▶ [Excerpt]:
Start

2D GPU: HD resolution @ 60Hz, HDMI, double buff, hardware acceleration, USB config upgrade, ... For ARDUINO & other µC

Similar projects worth following
This is a HDMI 2D GPU board for microcontrollers. The engine is embedded on a FPGA.
VHDL development was made on a Terasic board.
Specifications f̶o̶r̶e̶s̶e̶e̶n̶ achieved:
- Maximum resolution HD (1280x720) @ 60Hz with 8bbp palette (256 of 16.7 Mcolors), double B̶o̶f̶f̶e̶r̶d̶i̶n̶g̶ buffering, hardware acceleration (line, circle, blob, sprites, text, clipping area, ...)
- FPGA config file upgradable via USB
- Foreseen: Sound via HDMI.
Give a display to ARDUINO, PIC, ARM of whatever microcontroler that has a SPI interface.
Full ESD protected.
Target price: 90 EUR

One of the frustrating thing when you deal with small embedded systems is when you want to go for graphic capability (at least medium to high resolution) you must use Linux or another high level OS (and moreover not real time). The reason is the bloody closed source code driver for all these cheap ARM chip (Broadcom, TI, ...). There are some projects that try to do bare-metal on the chip (on RasPI for example) but that's time consuming.

Then I decided to launch HOMER. With HOMER, you'll have the key to do some beautiful graphics, GUI and even games on a classic PC monitor.


- 1280x720 (HD) @ 8bpp @ 60Hz (-> done)

- Full palette over 24bit (-> done)

- Double buffering (2 SRAM blocs) (-> done)

- 2D hardware acceleration (HOMER command example: line(0,0,120,500,option) ) (-> done)

- FPGA config file USB upgradable (nobody wants to buy a blaster II) (-> done)

- ESD protected (-> done)

- HDMI output (-> done)

- Audio (-> not worked on this yet)

How Homer works (see the sketch) ?

Homer can connect to any host with a SPI interface or the USB interface if connected to a PC. Supplying Homer is done via SPI connector, via USB interface, or both.

End

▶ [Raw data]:
Start

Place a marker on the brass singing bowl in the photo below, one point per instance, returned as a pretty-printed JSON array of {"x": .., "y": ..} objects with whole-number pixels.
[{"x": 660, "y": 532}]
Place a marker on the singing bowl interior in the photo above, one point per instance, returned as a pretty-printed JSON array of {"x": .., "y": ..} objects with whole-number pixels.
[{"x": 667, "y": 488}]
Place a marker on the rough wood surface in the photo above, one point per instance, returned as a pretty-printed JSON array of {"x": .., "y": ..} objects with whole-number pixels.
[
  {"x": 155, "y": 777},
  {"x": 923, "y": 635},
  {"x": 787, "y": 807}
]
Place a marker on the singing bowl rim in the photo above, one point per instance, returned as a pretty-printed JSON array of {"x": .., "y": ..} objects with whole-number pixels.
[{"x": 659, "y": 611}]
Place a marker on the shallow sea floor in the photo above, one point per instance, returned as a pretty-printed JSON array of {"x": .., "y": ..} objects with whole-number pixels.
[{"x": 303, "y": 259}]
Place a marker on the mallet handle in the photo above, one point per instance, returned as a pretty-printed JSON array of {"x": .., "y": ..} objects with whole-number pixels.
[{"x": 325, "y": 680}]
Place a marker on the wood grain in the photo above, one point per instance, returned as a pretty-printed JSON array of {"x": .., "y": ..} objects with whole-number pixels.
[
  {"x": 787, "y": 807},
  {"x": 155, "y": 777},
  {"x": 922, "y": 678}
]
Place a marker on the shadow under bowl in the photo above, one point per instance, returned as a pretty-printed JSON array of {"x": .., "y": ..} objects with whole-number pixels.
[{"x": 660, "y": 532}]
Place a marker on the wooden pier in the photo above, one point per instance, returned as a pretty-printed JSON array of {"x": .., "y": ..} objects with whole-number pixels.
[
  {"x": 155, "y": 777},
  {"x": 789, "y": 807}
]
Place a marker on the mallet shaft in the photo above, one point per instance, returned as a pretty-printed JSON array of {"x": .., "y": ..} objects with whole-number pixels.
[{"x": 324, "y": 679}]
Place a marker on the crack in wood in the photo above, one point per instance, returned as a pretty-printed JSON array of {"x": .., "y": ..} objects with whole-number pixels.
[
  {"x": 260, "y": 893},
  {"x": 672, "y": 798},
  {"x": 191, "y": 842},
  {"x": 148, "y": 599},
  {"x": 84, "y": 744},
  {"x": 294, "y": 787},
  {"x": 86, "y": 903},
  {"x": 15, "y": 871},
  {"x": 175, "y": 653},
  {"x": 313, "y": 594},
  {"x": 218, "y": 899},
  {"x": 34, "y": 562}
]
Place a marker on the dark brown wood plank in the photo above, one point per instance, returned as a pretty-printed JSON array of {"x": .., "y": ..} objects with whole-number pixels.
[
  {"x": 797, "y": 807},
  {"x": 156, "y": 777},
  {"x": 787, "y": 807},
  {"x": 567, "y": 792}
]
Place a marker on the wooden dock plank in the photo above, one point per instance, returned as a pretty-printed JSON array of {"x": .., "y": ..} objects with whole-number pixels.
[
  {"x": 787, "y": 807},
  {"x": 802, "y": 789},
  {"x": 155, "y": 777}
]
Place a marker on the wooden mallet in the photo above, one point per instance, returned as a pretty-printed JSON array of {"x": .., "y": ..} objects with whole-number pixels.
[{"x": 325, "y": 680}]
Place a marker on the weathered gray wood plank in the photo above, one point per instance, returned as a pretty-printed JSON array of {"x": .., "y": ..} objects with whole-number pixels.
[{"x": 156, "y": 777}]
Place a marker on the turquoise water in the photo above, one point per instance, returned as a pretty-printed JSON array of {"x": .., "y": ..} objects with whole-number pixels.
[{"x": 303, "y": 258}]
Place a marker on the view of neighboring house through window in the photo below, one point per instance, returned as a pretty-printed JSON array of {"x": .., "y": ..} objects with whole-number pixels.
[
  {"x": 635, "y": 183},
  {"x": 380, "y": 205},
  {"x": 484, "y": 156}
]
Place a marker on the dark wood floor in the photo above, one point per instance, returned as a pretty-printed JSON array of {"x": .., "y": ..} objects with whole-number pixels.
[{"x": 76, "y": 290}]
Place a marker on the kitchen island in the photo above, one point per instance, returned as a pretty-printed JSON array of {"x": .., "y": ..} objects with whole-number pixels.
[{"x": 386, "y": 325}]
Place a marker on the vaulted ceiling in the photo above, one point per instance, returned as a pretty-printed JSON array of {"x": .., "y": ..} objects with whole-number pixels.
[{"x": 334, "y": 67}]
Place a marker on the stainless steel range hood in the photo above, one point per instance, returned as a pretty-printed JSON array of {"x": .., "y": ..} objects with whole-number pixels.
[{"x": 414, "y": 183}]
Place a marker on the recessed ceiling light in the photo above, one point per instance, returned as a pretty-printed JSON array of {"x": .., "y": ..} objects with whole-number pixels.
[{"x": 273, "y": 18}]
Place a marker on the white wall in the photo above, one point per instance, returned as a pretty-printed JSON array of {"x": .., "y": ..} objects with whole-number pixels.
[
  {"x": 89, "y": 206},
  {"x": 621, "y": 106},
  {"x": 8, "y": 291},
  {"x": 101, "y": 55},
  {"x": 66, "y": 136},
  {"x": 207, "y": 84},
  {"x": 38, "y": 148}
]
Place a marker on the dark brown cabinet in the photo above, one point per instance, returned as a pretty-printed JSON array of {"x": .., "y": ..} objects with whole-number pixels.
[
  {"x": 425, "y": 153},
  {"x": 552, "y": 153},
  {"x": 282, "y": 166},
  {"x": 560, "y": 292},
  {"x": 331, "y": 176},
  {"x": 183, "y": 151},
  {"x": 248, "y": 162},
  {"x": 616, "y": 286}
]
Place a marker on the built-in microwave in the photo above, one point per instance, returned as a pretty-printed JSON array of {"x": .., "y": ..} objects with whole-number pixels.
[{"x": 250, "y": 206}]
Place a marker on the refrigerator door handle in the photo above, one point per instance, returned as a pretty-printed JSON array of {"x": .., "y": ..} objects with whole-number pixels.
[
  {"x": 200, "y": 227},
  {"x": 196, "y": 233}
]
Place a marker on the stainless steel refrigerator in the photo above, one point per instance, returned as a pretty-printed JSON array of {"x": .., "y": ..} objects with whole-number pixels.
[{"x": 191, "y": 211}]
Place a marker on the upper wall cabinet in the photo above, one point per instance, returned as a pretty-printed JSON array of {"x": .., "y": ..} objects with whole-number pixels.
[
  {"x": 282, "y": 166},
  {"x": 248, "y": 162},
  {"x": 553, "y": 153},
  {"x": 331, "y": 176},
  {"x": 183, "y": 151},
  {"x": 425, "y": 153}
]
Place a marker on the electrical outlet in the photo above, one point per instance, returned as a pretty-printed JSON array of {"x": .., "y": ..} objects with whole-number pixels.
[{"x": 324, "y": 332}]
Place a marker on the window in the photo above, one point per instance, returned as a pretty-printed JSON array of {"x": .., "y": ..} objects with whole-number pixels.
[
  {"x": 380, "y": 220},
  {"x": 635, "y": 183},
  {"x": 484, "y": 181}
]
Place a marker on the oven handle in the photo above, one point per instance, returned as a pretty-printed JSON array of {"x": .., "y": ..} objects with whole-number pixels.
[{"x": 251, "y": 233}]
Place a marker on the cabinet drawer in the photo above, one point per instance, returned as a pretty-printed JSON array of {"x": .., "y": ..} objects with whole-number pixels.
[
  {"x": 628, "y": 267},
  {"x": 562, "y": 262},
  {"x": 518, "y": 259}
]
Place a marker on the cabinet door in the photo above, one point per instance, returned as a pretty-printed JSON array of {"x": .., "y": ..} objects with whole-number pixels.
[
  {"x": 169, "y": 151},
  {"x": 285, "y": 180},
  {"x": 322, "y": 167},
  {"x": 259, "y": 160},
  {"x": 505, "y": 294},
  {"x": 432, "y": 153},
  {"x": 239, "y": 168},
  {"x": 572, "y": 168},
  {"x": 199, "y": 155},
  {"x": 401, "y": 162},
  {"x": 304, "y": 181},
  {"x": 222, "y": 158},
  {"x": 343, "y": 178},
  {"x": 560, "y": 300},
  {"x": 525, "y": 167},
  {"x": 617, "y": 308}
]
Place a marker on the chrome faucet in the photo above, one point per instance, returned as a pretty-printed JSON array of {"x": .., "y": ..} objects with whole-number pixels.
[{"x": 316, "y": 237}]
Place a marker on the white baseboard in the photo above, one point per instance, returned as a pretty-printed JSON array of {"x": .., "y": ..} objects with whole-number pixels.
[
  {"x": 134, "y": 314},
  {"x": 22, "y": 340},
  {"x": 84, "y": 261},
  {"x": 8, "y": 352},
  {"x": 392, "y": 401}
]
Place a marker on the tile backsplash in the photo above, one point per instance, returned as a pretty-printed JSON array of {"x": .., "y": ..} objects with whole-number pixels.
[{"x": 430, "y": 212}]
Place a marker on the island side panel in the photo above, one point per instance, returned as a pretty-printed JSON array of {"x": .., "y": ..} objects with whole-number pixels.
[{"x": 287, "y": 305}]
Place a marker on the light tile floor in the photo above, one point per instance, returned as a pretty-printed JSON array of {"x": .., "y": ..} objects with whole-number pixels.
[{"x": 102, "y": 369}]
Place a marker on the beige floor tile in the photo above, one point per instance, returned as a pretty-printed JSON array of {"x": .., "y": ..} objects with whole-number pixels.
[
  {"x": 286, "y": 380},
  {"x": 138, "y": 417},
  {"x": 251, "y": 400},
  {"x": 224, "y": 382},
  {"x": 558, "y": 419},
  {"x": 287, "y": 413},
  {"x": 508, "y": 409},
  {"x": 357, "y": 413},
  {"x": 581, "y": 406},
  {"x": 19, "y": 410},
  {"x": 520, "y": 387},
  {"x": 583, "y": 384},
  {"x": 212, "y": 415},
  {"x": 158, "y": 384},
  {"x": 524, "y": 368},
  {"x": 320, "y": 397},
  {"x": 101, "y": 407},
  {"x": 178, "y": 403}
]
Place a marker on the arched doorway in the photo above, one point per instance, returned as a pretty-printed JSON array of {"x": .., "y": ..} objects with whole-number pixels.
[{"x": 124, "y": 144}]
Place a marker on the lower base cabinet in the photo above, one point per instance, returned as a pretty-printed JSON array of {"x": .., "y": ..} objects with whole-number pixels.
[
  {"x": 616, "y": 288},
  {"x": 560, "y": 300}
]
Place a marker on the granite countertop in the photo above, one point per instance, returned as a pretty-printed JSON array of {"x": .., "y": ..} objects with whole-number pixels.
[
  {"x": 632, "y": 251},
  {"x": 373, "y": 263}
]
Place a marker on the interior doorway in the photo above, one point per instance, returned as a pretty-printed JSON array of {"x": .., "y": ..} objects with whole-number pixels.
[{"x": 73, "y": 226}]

End

Translate this sentence from the HOMER GPU board description into French: "Supplying Homer is done via SPI connector, via USB interface, or both." This data comes from a separate source.

▶ [Result for this exercise]:
L'alimentation de Homer se fait par le connecteur SPI, par l'interface USB, ou par les deux.